**Required tasks:**
1) Transcribe the part of the article on actor Silas Weir Mitchell that begins at the words "Silas Weir Mitchell (1829-1914)" and stops after the words "the Civil War.".
2) Finish out the next part of the article on actor Silas Weir Mitchell and his "Grimm" role, picking up after its last sentence.
Document extract START
Arrow-right Camera
The Spokesman-Review Newspaper
Spokane, Washington  Est. May 19, 1883

Mitchell embraces ‘Grimm’ character

David Hiltbrand McClatchy-Tribune

On NBC’s radically reprogrammed fairy tale, “Grimm,” the character of Monroe is a walking contradiction: a civilized monster, a predator pursuing a vegan diet. He’s the enlightened descendant of a long line of Blutbaden (what used to be called Big Bad Wolves), creatures that for centuries stalked the dark Germanic forests.

“I am a new generation,” said Silas Weir Mitchell, the actor who plays him, “trying to live a healthy life in the human realm and disavow my rapacious ancestry.”

There are a number of reasons (talent among them) Mitchell is so convincing as the reformed ripper.

“Silas has the same idiosyncratic nature and interests the character does,” said David Greenwalt, “Grimm’s” co-executive producer. “He is Monroe.”

It also helps that Mitchell, has been preparing for the role since he was 7.

“The first play I did was ‘Hansel and Gretel’ at the Tarleton School,” he said, referring to the academy in Berwyn, Pa. “I played Hansel and I loved it. When you’re a kid and adults tell you you’re good at something, you tend to keep doing it.”

Mitchell, 44, also knows a thing or two about inherited bloodlines. He was born Silas Weir Mitchell Neilson in Wynnewood, Pa., and grew up a Philadelphia Flyers fanatic.

He dropped the patronymic when he began pursuing acting as a career, both because it was cumbersome (“Four? Come on. Enough with the names,” he says) and as a tribute to his great-grandfather.

Silas Weir Mitchell (1829-1914) was a grandee in Philadelphia’s Gilded Age, a renowned physician, poet and author.

His groundbreaking work in neurology is cited as an influence on Sigmund Freud. And Mitchell, often credited as S. Weir Mitchell, discovered the medical phenomenon of the “phantom limb” based on his experiences as a surgeon in the Civil War.
Document extract END
Data to examine START
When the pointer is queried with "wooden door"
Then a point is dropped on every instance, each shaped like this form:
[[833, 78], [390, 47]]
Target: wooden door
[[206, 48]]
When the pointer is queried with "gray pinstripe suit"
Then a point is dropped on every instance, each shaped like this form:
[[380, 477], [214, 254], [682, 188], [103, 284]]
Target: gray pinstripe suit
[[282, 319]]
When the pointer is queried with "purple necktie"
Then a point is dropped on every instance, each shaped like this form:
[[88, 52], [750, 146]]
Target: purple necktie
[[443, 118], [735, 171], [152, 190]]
Data to examine END
**Outputs by task:**
1)
Silas Weir Mitchell (1829-1914) was a grandee in Philadelphia’s Gilded Age, a renowned physician, poet and author.

His groundbreaking work in neurology is cited as an influence on Sigmund Freud. And Mitchell, often credited as S. Weir Mitchell, discovered the medical phenomenon of the “phantom limb” based on his experiences as a surgeon in the Civil War.

2)
“There’s an old photograph of him that my wife insists looks like me, but I don’t really see it. He looks more like Donald Sutherland.”

After graduating from boarding school in New Hampshire and Brown University in Rhode Island, the modern-day Mitchell spent a year in New York, “doing some terrible theater in basements.”

He then studied drama at the graduate-school level at the University of California at San Diego.

“I didn’t think I was an actor with matinee looks who would get a lot of work in his early 20s,” he said, “so you might as well take the time and hone your craft.”

“Silas is a very smart actor, and he goes very deep into his character,” said Jim Kouf, the show’s other executive producer. “Whenever he questions a line of dialogue, it’s very perceptive.”

For Mitchell, it’s all part of his ultimate goal: to transport viewers – even in a vehicle as outlandish as Grimm.

“There’s no formula for that. But you know it when you have it. I want my reality to be so real to me that you willingly forget your reality and come with me.”

“Grimm” airs at 9 p.m. Fridays on NBC.